REQUIRED ACTION 1:
From the Kirkwood Community College breach text below, list every type of applicant information that the archived application data may have included.
REQUIRED ACTION 2:
Extend the Kirkwood Community College breach text below beyond its final line.

SOURCE TEXT:

Kirkwood Community College’s Website was hacked on March 13th, exposing 125,000 social security numbers of people who applied during an 8 year period. I can imagine notification on this population would be a nightmare, a large, highly mobile population.
The college, which announced the unlawful incident on Monday, said archived application information from February 2005 until March 13, 2013, may have included applicant names, birth dates, race, contact information and Social Security numbers.
No financial information was stored in the system.
This collegeg data breach comes after a great interview with the Chief Risk Officer of University of California, Grace Crickette, wherein she talks about the risks towards PII/PHI that are unique to the university.
Q: What PII/PHI risks are unique to universities as opposed to other organizations?

Extracted records:
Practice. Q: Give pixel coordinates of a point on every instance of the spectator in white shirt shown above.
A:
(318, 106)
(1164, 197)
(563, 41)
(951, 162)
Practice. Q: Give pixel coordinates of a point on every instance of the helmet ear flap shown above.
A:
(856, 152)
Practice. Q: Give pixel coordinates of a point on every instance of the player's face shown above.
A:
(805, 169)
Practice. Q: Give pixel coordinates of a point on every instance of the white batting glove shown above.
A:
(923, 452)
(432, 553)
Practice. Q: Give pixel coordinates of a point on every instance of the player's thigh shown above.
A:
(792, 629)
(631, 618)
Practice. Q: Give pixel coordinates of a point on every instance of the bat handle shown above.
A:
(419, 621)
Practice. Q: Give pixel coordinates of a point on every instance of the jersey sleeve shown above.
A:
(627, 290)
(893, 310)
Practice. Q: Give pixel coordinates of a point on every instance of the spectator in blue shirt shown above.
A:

RESPONSE BOX 1:
- Applicant names
- Birth dates
- Race
- Contact information
- Social Security numbers

RESPONSE BOX 2:
The University of California, like other institutions of higher education, is subject to a variety of unique exposures related to information security and privacy. With ten campuses and five medical centers, the University is faced with managing a multitude of systems and endless records of information for alumni, students, staff,and medical patients. Our population is constantly changing, community members interface with our systems with a variety of personal mobile devices, and a significant portion of our population consists of young people who are active on social media and may not have a strong awareness of data privacy risks. We are subject to financial, medical, and educational privacy regulations, so there are compliance risks, and reputational damage is also a critical risk for universities.